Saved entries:
◆ ◆ ◆ ◆
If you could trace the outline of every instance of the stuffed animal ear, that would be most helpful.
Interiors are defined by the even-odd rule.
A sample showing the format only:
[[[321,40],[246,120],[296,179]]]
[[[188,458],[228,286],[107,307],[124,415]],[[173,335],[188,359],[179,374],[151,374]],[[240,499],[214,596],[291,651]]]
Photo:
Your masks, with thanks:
◆ ◆ ◆ ◆
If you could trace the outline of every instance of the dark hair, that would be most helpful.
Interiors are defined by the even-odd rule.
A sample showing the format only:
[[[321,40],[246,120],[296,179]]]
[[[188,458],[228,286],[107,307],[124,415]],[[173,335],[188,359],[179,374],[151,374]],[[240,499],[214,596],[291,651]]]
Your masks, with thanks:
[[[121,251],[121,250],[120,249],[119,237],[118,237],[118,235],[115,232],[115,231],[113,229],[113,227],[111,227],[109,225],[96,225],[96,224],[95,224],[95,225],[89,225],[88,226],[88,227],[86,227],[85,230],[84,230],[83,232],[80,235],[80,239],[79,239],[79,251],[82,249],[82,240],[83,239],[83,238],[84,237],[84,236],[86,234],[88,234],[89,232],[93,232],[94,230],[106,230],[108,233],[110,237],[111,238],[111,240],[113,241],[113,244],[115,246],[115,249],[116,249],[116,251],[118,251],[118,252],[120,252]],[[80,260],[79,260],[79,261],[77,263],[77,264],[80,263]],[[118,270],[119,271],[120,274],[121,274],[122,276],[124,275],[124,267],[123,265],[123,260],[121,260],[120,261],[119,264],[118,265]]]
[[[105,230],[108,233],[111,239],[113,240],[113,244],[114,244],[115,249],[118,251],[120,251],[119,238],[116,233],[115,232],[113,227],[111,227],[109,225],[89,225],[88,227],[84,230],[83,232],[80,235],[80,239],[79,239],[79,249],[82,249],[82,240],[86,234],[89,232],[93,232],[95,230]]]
◆ ◆ ◆ ◆
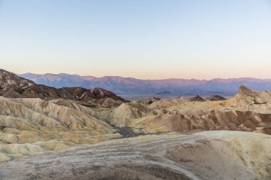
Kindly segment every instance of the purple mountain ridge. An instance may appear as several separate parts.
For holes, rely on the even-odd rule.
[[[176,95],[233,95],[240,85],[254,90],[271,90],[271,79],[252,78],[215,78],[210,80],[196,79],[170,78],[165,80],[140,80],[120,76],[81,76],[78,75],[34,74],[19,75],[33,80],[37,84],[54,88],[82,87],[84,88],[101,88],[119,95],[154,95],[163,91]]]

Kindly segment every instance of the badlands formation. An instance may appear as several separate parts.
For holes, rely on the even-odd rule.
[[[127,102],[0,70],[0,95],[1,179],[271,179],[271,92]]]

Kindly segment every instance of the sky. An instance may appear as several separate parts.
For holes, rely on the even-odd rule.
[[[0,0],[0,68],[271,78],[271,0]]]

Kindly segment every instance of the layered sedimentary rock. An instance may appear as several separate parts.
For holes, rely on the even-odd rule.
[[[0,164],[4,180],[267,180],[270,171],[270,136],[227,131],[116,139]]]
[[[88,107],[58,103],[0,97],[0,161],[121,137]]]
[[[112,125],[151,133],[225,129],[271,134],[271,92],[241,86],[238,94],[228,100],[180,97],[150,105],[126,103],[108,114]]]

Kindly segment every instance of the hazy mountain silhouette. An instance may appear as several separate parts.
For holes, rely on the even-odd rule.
◆ ◆ ◆ ◆
— Task objective —
Extract each line above that contains the string "could", matching case exactly.

— Solution —
If you could trace the outline of every instance of the stuffed animal ear, that would be most helpful.
If you could trace the outline of every instance of the dark hair, that would be most helpful.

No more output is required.